### GOAL OF THE EXERCISE
Count the lines in the records below that contain the string "give", treating uppercase and lowercase letters as different, and reply with that number alone.

### SOURCE RECORDS
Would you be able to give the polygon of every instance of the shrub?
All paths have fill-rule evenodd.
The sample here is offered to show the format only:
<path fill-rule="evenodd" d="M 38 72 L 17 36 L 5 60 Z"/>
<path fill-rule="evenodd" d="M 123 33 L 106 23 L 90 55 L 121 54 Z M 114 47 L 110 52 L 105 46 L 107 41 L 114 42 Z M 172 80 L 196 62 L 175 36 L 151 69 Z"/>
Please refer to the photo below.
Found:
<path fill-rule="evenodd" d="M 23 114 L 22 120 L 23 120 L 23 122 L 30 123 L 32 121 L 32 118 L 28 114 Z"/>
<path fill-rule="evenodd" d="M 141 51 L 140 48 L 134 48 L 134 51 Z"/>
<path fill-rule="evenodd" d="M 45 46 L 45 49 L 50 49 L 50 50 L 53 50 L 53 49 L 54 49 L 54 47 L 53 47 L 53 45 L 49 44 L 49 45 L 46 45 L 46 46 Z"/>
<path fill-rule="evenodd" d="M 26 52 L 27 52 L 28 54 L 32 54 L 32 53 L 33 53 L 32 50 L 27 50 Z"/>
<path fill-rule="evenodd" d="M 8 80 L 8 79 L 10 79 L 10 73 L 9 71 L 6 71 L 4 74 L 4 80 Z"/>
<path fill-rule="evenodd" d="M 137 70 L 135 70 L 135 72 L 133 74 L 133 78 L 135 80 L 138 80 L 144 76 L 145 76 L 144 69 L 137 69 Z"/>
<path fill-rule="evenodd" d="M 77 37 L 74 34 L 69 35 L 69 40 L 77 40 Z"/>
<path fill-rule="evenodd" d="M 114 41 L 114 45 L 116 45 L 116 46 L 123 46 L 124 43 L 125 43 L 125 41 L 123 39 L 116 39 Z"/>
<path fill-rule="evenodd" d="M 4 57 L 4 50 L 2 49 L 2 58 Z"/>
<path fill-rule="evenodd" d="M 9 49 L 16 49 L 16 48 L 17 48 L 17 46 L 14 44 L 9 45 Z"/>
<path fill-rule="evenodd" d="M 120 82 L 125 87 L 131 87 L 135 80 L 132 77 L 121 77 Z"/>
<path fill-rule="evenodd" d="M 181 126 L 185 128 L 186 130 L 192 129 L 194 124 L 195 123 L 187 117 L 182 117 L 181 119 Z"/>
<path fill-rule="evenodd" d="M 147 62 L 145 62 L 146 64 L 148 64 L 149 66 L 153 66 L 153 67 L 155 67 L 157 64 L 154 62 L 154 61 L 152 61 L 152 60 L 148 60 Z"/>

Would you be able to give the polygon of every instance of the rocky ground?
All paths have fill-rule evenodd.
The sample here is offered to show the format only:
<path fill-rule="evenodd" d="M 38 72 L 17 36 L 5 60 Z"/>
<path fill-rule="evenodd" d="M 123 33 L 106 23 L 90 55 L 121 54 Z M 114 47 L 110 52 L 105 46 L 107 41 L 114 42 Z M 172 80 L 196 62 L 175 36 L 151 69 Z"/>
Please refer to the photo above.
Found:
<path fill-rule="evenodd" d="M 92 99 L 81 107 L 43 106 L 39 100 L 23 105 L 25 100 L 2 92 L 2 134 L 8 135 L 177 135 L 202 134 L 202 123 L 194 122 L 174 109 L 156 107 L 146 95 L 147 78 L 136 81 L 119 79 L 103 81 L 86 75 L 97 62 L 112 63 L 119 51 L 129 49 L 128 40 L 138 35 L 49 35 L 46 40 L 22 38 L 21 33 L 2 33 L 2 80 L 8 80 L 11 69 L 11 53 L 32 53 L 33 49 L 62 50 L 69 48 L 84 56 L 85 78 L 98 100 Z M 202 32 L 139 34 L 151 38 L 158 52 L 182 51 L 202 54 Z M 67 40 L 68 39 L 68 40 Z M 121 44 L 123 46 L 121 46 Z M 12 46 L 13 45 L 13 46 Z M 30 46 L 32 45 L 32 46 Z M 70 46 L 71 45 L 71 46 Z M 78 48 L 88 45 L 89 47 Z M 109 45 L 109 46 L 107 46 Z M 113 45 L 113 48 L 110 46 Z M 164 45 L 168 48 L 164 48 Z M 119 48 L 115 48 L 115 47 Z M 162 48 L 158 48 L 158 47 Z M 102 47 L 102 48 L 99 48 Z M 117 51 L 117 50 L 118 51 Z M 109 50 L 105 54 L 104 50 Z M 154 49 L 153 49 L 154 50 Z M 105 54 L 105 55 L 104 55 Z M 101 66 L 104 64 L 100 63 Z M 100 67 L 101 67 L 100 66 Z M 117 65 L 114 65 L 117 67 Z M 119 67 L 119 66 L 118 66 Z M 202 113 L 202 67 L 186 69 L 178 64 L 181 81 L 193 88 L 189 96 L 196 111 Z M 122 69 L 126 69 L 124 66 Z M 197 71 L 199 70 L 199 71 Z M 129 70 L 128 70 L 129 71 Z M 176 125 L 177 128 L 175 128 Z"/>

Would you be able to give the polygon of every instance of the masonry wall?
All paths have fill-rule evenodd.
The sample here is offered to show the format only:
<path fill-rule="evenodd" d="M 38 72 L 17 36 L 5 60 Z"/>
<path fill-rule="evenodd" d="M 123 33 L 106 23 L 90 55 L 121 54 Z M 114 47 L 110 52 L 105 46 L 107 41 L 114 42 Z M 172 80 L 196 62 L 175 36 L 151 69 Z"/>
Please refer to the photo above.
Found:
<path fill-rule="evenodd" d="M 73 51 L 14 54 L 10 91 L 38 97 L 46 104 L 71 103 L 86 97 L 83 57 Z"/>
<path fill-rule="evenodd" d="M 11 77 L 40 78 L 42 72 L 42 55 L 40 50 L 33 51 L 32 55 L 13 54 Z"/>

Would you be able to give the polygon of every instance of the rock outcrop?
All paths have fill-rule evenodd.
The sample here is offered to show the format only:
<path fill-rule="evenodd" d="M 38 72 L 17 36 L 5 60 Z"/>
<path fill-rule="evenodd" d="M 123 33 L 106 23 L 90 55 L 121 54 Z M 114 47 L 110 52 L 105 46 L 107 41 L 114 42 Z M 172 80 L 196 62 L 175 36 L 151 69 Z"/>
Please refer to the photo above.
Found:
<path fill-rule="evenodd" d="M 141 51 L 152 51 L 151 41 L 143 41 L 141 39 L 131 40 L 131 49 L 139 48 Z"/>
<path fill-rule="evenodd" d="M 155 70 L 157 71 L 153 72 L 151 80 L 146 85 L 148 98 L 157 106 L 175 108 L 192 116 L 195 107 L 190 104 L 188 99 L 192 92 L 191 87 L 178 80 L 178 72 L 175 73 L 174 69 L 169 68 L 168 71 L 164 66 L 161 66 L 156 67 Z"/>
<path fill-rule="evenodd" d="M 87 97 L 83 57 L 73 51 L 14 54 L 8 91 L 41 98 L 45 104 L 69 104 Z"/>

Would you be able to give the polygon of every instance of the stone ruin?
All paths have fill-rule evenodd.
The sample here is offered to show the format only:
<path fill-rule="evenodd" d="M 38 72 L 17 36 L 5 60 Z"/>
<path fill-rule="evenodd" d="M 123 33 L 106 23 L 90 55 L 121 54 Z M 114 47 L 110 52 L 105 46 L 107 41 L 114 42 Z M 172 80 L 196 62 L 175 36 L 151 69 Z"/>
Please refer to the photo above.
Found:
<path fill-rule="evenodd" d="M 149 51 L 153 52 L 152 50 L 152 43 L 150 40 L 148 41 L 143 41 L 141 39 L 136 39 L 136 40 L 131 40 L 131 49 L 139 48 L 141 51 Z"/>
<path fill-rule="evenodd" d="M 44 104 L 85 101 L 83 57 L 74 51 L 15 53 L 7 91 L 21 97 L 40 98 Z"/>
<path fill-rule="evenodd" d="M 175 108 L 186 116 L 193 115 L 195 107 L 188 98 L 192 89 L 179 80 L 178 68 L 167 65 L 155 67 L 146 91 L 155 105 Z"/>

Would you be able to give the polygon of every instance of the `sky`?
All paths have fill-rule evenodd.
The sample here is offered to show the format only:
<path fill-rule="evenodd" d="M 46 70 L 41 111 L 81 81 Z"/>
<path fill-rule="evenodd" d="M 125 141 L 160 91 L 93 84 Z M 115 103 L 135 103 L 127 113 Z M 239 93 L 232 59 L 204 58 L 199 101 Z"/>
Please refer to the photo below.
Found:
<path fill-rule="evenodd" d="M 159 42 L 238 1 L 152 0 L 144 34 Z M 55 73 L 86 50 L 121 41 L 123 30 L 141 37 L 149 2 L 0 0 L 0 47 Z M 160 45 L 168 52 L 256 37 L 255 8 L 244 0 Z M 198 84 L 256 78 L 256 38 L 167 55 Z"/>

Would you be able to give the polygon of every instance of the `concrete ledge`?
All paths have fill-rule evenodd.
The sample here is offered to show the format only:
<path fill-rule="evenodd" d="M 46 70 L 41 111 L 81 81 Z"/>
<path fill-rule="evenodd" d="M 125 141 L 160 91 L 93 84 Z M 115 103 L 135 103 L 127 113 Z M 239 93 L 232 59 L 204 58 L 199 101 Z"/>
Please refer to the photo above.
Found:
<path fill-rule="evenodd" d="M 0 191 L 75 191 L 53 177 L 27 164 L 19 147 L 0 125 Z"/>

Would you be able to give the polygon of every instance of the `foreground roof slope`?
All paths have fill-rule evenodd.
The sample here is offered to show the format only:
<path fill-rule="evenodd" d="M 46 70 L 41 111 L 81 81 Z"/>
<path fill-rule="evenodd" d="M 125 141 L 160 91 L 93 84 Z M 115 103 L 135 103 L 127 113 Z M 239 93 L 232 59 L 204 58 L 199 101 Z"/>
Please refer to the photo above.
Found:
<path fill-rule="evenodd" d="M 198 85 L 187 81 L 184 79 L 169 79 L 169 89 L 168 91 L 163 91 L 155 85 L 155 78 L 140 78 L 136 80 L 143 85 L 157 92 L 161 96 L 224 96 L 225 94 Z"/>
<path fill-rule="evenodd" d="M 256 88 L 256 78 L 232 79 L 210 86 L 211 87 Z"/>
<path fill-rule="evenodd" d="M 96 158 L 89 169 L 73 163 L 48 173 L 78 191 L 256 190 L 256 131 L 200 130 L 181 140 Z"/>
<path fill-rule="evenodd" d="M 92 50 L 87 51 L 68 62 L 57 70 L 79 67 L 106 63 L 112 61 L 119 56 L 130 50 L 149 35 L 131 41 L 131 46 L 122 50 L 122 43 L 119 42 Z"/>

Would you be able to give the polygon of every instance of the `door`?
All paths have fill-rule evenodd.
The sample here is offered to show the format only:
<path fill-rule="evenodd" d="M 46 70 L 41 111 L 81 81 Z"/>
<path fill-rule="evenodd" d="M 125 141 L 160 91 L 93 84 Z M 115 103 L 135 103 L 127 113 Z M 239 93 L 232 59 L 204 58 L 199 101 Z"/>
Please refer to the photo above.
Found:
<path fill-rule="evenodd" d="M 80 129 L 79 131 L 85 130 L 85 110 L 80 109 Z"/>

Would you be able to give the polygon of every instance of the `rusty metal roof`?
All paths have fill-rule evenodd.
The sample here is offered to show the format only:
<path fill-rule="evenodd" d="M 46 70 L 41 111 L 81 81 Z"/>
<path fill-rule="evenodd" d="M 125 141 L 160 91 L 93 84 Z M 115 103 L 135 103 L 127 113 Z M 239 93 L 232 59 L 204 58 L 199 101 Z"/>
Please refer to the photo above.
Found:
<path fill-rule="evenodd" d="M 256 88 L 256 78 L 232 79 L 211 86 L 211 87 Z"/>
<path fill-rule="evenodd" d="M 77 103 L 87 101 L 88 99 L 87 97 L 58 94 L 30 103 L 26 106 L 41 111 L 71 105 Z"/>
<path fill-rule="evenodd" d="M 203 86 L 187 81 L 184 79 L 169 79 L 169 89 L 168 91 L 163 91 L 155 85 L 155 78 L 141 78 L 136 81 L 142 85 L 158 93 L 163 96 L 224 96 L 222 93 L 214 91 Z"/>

### OUTPUT OF THE EXERCISE
10